> [EXERCISE DESCRIPTION]
Report how many lines below contain the word "pigeon". Write only that number.

> [DATA FOR REVIEW]
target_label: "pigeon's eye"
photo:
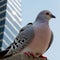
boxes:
[46,12,49,15]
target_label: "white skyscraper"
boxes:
[0,0,22,50]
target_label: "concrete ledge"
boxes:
[0,53,48,60]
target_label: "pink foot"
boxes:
[24,52,30,57]
[24,52,35,58]
[28,52,35,58]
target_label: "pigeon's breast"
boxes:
[29,23,51,54]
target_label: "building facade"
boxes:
[0,0,22,50]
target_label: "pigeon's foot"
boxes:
[39,55,47,58]
[24,52,35,58]
[35,53,47,58]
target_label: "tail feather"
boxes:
[0,49,9,58]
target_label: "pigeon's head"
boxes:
[37,10,56,21]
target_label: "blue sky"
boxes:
[22,0,60,60]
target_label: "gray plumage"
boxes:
[0,10,55,58]
[1,23,34,58]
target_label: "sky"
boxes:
[22,0,60,60]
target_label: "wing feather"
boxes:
[0,23,34,57]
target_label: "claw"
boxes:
[24,52,35,58]
[24,52,30,57]
[28,52,35,58]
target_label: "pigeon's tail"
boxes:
[0,49,9,58]
[0,43,14,59]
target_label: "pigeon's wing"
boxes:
[0,23,34,58]
[6,22,33,50]
[46,31,53,51]
[20,23,33,32]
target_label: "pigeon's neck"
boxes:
[35,18,49,24]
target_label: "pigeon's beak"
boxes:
[50,14,56,18]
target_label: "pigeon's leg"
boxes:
[24,52,35,58]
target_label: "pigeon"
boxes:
[0,10,56,58]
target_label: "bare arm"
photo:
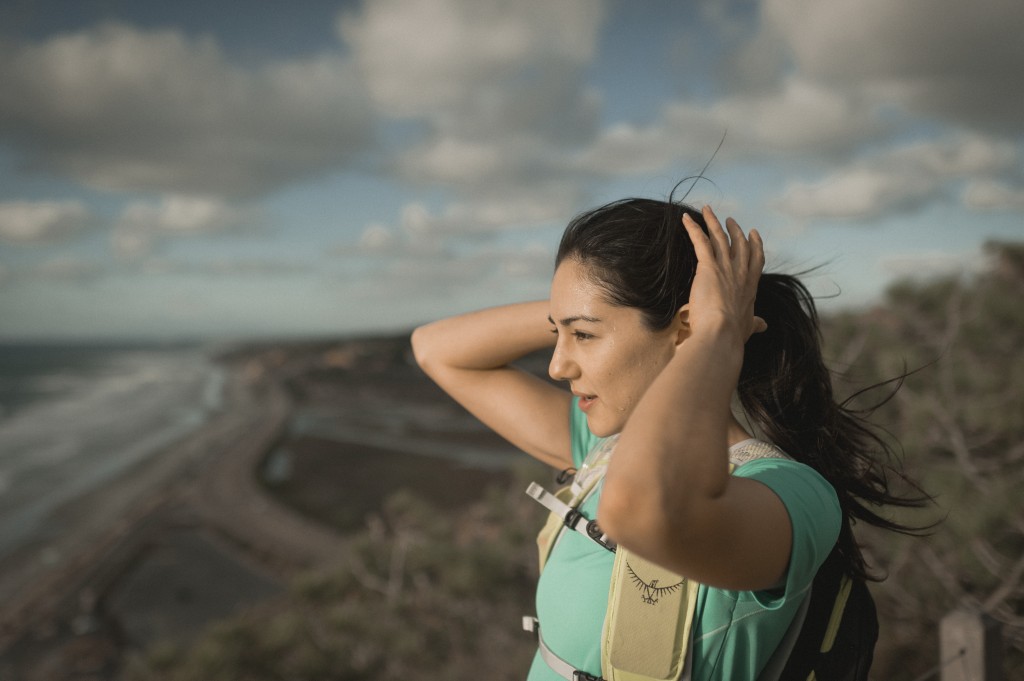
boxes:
[598,206,793,591]
[411,301,573,469]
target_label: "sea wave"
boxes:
[0,346,225,556]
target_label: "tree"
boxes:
[823,242,1024,680]
[124,472,546,681]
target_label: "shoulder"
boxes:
[734,456,836,499]
[733,457,840,534]
[734,456,842,600]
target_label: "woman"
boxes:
[411,199,920,680]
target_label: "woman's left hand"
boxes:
[681,205,767,341]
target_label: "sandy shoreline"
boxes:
[0,338,529,678]
[0,363,284,644]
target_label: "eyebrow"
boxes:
[548,314,602,326]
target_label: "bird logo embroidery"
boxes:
[626,562,685,605]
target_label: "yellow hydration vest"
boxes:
[526,437,793,681]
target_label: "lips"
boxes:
[573,390,597,412]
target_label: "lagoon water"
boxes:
[0,343,226,558]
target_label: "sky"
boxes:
[0,0,1022,342]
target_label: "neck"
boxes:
[727,417,753,447]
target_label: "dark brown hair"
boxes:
[555,196,929,580]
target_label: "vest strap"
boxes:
[526,617,606,681]
[527,482,616,552]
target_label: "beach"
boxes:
[0,335,531,679]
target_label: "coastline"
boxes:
[0,336,530,678]
[0,360,288,646]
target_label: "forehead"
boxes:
[549,259,614,319]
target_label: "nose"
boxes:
[548,339,579,382]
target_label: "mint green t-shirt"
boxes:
[527,400,841,681]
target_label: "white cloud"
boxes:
[0,23,373,197]
[576,1,1024,181]
[884,136,1017,178]
[0,200,91,243]
[339,0,603,123]
[396,138,506,186]
[2,256,105,283]
[138,257,308,278]
[352,193,567,254]
[345,188,576,257]
[777,170,936,220]
[112,194,257,258]
[349,240,554,306]
[760,0,1024,133]
[34,256,105,282]
[964,180,1024,212]
[339,0,605,231]
[111,228,153,259]
[879,250,987,281]
[712,78,883,153]
[335,205,443,257]
[774,134,1021,220]
[357,223,396,252]
[119,195,246,233]
[410,190,581,236]
[577,76,887,177]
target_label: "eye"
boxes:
[572,331,594,341]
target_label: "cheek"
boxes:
[610,350,669,413]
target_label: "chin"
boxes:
[586,415,622,439]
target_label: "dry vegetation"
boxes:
[125,243,1023,681]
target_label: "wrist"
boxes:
[689,314,747,350]
[672,318,747,392]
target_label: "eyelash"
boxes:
[550,329,594,341]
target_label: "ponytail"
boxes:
[558,196,931,580]
[739,274,930,580]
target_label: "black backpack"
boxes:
[779,547,878,681]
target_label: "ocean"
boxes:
[0,342,227,558]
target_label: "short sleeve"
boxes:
[568,397,602,468]
[733,458,841,608]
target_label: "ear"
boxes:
[674,304,692,345]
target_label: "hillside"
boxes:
[118,242,1023,681]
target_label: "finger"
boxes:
[748,228,766,279]
[701,205,731,263]
[725,217,747,266]
[682,214,714,263]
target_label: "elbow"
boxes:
[409,324,435,373]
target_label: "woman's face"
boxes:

> [ANSWER TO THE EXERCISE]
10